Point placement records
###
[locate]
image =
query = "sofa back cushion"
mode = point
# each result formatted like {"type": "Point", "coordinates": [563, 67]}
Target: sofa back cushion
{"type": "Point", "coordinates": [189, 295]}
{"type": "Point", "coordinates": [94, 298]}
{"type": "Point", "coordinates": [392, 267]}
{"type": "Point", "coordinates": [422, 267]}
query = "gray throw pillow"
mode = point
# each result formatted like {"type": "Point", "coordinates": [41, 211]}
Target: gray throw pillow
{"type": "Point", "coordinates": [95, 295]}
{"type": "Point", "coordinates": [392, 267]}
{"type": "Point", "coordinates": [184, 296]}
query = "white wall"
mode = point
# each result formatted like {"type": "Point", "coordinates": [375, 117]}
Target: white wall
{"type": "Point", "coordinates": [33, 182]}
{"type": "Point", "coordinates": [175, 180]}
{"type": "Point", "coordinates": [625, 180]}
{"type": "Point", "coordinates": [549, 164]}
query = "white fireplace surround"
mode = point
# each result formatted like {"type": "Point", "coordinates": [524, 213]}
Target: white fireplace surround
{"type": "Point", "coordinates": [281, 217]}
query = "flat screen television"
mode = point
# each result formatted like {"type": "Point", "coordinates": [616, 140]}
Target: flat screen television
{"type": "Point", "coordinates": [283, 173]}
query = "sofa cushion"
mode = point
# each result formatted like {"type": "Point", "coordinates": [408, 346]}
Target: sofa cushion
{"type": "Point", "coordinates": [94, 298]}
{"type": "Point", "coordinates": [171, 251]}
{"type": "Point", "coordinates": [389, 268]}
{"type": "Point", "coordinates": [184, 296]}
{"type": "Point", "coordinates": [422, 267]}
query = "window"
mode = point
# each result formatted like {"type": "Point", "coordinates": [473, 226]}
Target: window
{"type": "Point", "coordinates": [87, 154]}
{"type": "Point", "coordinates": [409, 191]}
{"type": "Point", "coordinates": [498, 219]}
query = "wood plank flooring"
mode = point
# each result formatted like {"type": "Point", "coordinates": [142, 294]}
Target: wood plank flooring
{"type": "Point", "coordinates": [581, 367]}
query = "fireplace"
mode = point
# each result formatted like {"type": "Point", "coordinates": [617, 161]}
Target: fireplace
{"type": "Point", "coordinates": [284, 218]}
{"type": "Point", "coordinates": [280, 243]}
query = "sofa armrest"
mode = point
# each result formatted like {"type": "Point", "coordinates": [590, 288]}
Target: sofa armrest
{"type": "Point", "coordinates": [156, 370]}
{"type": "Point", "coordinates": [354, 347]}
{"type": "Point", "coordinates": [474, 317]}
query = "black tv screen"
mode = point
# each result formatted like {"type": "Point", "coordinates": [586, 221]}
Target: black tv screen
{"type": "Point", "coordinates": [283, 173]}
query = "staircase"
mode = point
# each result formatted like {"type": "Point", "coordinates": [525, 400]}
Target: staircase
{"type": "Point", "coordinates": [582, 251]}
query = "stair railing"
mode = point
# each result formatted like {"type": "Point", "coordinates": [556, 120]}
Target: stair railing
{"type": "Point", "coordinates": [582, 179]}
###
■ **Exercise directions**
Pull out every line in the rows above that contains the string "back". List them in the order they appear.

■ **Written answer**
query = "sofa back cushion"
Target: sofa back cushion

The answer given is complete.